- [Text excerpt]:
+++++

I enjoy being part of the Laravel community. It's not a marketing tactic. It's who I am. I think that shines through and ultimately builds authority and trust. All the same things you want good marketing to do.
Two things have been particularly helpful: luck and feedback.
The luck part was meeting Taylor at that conference. It was exactly the right time, with exactly the right idea. His early backing gave Shift that intial boost.. I'm never afraid to acknowledge that luck is a big factor.
The feedback was those early email follow-ups. From day one, I sent an email follow-up every single user 48 hours after they ran a Shift. Two simple questions: What manual changes did you still have to make? How did you find out about Shift? The answers weren't always what I wanted to hear. But I replied to every one. I still do.
That feedback loop turned a lucky MVP into a service Laravel developers trust. If there's one thing I'd tell any indie hacker, it's that: Talk to your users. As many as you can. You don't always have to act on their feedback, but listening helps.
Other than that, here's my advice: Ship it!
Shift was buggy at launch. I knew it. I shipped anyway. I could have easily spent a year building the full catalog and getting the automation perfect. But I might have missed my window.
And it's okay to stay small. Freedom is the goal. Not the exit. Find a real problem in a community you're already part of. Your idea doesn't have to be the next trillion-dollar company. It can be something you and the people around you pay for. That's it.

+++++

Pointing dataset excerpts:
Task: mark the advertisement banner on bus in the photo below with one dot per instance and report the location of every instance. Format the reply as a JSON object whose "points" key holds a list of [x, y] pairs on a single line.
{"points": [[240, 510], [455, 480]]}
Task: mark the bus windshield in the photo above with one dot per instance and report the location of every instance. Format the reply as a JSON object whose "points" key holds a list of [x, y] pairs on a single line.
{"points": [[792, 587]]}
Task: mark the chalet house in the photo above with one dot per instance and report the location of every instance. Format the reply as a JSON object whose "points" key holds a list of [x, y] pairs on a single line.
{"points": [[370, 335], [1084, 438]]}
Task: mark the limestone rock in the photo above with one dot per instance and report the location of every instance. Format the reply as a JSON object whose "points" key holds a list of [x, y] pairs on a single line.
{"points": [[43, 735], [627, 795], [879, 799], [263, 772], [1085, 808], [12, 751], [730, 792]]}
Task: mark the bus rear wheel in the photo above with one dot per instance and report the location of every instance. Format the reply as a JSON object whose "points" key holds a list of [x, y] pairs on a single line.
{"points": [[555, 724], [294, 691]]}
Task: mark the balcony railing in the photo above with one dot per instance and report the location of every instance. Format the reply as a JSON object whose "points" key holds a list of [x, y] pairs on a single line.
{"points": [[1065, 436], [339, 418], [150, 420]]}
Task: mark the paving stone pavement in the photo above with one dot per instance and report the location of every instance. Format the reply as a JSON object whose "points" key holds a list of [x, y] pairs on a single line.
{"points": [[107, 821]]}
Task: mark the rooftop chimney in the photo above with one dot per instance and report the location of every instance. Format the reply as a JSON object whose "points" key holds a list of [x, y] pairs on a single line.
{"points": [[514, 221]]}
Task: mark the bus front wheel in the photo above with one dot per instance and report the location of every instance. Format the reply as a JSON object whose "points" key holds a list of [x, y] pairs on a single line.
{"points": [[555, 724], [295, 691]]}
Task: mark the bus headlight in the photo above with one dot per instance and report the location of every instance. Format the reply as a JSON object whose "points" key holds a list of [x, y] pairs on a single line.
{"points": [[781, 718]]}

+++++

- [Problems]:
a: From the passage about Shift, pull out the part that opens with the words containing "The luck part" and closes with "but listening helps.".
b: Answer these questions using the passage about Shift:
(i) How many hours after a user ran a Shift did the follow-up email go out?
(ii) Which two things does the writer name as especially helpful?
(iii) At what kind of event did the writer meet Taylor?
c: Carry on the passage about Shift, starting right after its last sentence.
The items have nothing to do with the passage about Shift.

- [Answer list]:
a:
The luck part was meeting Taylor at that conference. It was exactly the right time, with exactly the right idea. His early backing gave Shift that intial boost.. I'm never afraid to acknowledge that luck is a big factor.
The feedback was those early email follow-ups. From day one, I sent an email follow-up every single user 48 hours after they ran a Shift. Two simple questions: What manual changes did you still have to make? How did you find out about Shift? The answers weren't always what I wanted to hear. But I replied to every one. I still do.
That feedback loop turned a lucky MVP into a service Laravel developers trust. If there's one thing I'd tell any indie hacker, it's that: Talk to your users. As many as you can. You don't always have to act on their feedback, but listening helps.

b:
(i) 48 hours
(ii) Luck and feedback
(iii) A conference

c:
The path I'm on has been Ikigai. The intersection of what I'm good at, what I enjoy, what the world needs, and what I can be paid for. Ten years in and it's still fun.
Life has changed over the last 10 years. Married, two kids, getting older. My goal is to keep Shift going as long as I can. It has an end, likely from the rise of AI or the fall of Laravel. Both of those are probably far enough off that I can retire from Shift.
So, I'll adapt Shift to AI. And I'll keep saving for retirement.
You can follow along on X and my personal website. And check out Shift!
Leave a Comment
The part about luck and timing really resonates. I'm in the early days of building FamiStream — a parental control layer for IPTV. Found the problem the hard way when my kid found something he really shouldn't have on our IPTV setup.
Your point about shipping scrappy hit home too. I've been overthinking perfection when I should just be getting users.
One question: how did you handle the period between 'I have something working' and 'people actually trust it enough to pay'? That's exactly where I am now.
I just kept grinding - made improvements based on the feedback emails, extended the catalog, and did lots of community engagement (SO, reddit, forums, etc). It probably took about 18 months before Shift reached that "ok, people are using this" phase. But I still do the same "grind" today.
The seasonality problem is the quiet engineering in this story. Shift's demand spikes around each Laravel release and then flattens. The adjacent products — test generator, code modernizer, one-off refactors — aren't just extra revenue, they're the answer to that valley between releases. Most solo founders fight seasonality with discounts or more ad spend. Building adjacent SKUs for the same audience with different timing is a much cleaner fix.
The localized pricing detail is also underrated. Usually framed as 'doing right by international customers,' but Jason's honest that it slightly increased revenue from EU/UK — because currency friction was suppressing conversions that were already there.
The deeper lesson for me: when your product is tied to someone else's release cycle, your job isn't to fight the seasonality, it's to fill the gaps with adjacent problems the same customer has.
Good call. I may have dismissed these as a "revenue generator", but they very much are a "revenue stabilizer".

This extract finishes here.